Provided records:
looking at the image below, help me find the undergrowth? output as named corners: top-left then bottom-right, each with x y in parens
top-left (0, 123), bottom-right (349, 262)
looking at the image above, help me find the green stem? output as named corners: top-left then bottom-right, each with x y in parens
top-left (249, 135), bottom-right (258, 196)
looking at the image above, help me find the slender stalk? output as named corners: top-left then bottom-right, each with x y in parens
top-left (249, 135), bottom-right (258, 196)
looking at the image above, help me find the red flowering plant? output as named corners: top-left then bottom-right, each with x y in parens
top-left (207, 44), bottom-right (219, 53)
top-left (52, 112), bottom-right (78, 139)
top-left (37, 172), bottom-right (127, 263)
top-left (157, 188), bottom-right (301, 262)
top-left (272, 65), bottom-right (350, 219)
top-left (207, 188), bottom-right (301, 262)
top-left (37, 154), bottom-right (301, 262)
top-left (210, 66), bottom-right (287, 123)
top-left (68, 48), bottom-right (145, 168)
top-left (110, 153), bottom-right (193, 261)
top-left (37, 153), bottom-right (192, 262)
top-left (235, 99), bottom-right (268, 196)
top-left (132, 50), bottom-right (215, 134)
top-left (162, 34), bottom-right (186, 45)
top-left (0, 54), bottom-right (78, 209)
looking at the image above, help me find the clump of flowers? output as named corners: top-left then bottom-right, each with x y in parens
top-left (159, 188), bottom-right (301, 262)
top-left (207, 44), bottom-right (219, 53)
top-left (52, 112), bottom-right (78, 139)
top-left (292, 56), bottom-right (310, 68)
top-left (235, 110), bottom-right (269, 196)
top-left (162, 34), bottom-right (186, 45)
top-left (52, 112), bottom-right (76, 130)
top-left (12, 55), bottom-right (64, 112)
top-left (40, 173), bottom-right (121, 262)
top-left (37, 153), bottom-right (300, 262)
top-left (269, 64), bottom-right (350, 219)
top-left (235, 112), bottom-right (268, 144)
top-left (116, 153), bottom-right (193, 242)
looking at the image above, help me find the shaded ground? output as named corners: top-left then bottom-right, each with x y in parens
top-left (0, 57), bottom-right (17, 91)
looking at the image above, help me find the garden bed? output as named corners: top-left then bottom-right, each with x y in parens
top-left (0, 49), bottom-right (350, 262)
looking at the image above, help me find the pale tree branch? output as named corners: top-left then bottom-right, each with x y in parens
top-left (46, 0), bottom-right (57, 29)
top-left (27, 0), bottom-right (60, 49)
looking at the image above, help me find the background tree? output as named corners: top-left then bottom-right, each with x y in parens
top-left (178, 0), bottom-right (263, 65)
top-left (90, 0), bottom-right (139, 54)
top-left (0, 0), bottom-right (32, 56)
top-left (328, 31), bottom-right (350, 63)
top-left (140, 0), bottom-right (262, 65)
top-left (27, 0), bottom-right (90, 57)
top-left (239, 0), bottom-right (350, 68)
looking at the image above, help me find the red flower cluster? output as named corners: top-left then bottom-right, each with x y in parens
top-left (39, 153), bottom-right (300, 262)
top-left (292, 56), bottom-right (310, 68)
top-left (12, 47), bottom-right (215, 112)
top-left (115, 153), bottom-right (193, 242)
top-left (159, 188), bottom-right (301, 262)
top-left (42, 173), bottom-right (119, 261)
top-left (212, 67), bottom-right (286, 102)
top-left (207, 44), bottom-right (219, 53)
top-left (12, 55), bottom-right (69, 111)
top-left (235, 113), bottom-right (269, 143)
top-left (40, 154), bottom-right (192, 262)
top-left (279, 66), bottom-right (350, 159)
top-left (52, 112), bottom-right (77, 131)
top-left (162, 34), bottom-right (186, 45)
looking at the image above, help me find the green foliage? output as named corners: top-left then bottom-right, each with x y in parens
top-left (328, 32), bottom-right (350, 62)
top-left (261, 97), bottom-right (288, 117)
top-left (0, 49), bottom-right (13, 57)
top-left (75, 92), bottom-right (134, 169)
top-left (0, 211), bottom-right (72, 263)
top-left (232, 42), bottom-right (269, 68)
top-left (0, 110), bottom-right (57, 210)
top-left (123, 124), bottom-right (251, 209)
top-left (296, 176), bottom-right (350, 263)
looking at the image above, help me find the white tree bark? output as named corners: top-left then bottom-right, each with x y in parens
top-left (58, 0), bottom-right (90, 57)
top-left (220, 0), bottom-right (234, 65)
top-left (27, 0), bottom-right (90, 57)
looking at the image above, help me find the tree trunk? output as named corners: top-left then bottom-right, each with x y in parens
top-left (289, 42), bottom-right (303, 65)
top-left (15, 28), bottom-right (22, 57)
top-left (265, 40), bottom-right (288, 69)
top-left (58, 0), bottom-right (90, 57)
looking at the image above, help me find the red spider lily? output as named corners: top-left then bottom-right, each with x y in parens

What to work on: Word for word, give back the data shown above.

Answer to the exercise:
looking at the image below, help me find the undergrowth? output as named corners: top-left then bottom-right, each with x y in parens
top-left (0, 123), bottom-right (349, 262)
looking at the image above, help me find the green stem? output as named corners: top-left then bottom-right, each with x y in parens
top-left (249, 135), bottom-right (258, 196)
looking at the image above, help me find the slender stalk? output as named corners: top-left then bottom-right, each with x y in parens
top-left (249, 135), bottom-right (258, 196)
looking at the image above, help me find the red flowering plant? output as named corners: top-left then bottom-right, each with x y in parens
top-left (207, 44), bottom-right (219, 53)
top-left (52, 112), bottom-right (78, 139)
top-left (37, 172), bottom-right (127, 263)
top-left (157, 188), bottom-right (301, 262)
top-left (272, 65), bottom-right (350, 219)
top-left (207, 188), bottom-right (301, 262)
top-left (37, 154), bottom-right (301, 262)
top-left (210, 66), bottom-right (287, 123)
top-left (68, 48), bottom-right (145, 168)
top-left (110, 153), bottom-right (193, 261)
top-left (37, 153), bottom-right (192, 262)
top-left (235, 99), bottom-right (268, 196)
top-left (132, 50), bottom-right (215, 134)
top-left (162, 34), bottom-right (186, 45)
top-left (0, 54), bottom-right (78, 209)
looking at the image above, help me find the clump of flowers? output as named corners: top-left then bottom-right, each with x y in parens
top-left (159, 188), bottom-right (301, 262)
top-left (207, 44), bottom-right (219, 53)
top-left (52, 112), bottom-right (78, 139)
top-left (292, 56), bottom-right (310, 68)
top-left (235, 110), bottom-right (269, 196)
top-left (162, 34), bottom-right (186, 45)
top-left (52, 112), bottom-right (76, 130)
top-left (12, 55), bottom-right (64, 112)
top-left (40, 173), bottom-right (121, 262)
top-left (37, 153), bottom-right (300, 262)
top-left (269, 64), bottom-right (350, 219)
top-left (235, 112), bottom-right (268, 144)
top-left (116, 153), bottom-right (193, 242)
looking at the image above, help me find the shaded ground? output as named corners: top-left then bottom-right, each with x y in parens
top-left (0, 57), bottom-right (17, 91)
looking at the image above, help me find the garden bed? output as named corners: top-left then bottom-right, each with x y in parens
top-left (0, 49), bottom-right (350, 262)
looking at the image above, help me find the pale tree branch? output as named corners: top-left then bottom-right, each with x y in parens
top-left (46, 0), bottom-right (57, 29)
top-left (27, 0), bottom-right (60, 49)
looking at the image above, help me find the background tree? output as named corners: top-left then bottom-right, each with x y in parens
top-left (178, 0), bottom-right (263, 65)
top-left (90, 0), bottom-right (139, 54)
top-left (0, 0), bottom-right (32, 56)
top-left (328, 31), bottom-right (350, 63)
top-left (140, 0), bottom-right (262, 65)
top-left (27, 0), bottom-right (90, 57)
top-left (239, 0), bottom-right (350, 68)
looking at the image above, help me find the red flower cluster? output as named corners: top-left then bottom-right, each with x y in parens
top-left (39, 153), bottom-right (300, 262)
top-left (292, 56), bottom-right (310, 68)
top-left (12, 47), bottom-right (215, 112)
top-left (115, 153), bottom-right (193, 242)
top-left (159, 188), bottom-right (301, 262)
top-left (42, 173), bottom-right (119, 261)
top-left (212, 67), bottom-right (286, 102)
top-left (207, 44), bottom-right (219, 53)
top-left (12, 55), bottom-right (69, 111)
top-left (235, 113), bottom-right (269, 143)
top-left (40, 154), bottom-right (192, 262)
top-left (279, 66), bottom-right (350, 159)
top-left (52, 112), bottom-right (77, 131)
top-left (162, 34), bottom-right (186, 45)
looking at the image above, help me find the green foliage? output as named corners: top-left then bottom-right, each with x y in parens
top-left (328, 32), bottom-right (350, 62)
top-left (261, 97), bottom-right (288, 117)
top-left (0, 49), bottom-right (13, 57)
top-left (75, 92), bottom-right (134, 169)
top-left (0, 211), bottom-right (72, 263)
top-left (232, 42), bottom-right (269, 68)
top-left (0, 110), bottom-right (57, 210)
top-left (123, 124), bottom-right (251, 209)
top-left (296, 176), bottom-right (350, 263)
looking at the image above, help me find the white tree bark? output as named corners: top-left then bottom-right, each with x y in parens
top-left (58, 0), bottom-right (90, 57)
top-left (220, 0), bottom-right (234, 65)
top-left (27, 0), bottom-right (90, 57)
looking at the image above, help me find the tree trunk? output as named corners: top-left then bottom-right, each with x y in parens
top-left (289, 42), bottom-right (303, 65)
top-left (15, 28), bottom-right (22, 57)
top-left (265, 40), bottom-right (288, 69)
top-left (58, 0), bottom-right (90, 57)
looking at the image above, help me find the red spider lily? output as named corners: top-left then bottom-right, each with x y in parens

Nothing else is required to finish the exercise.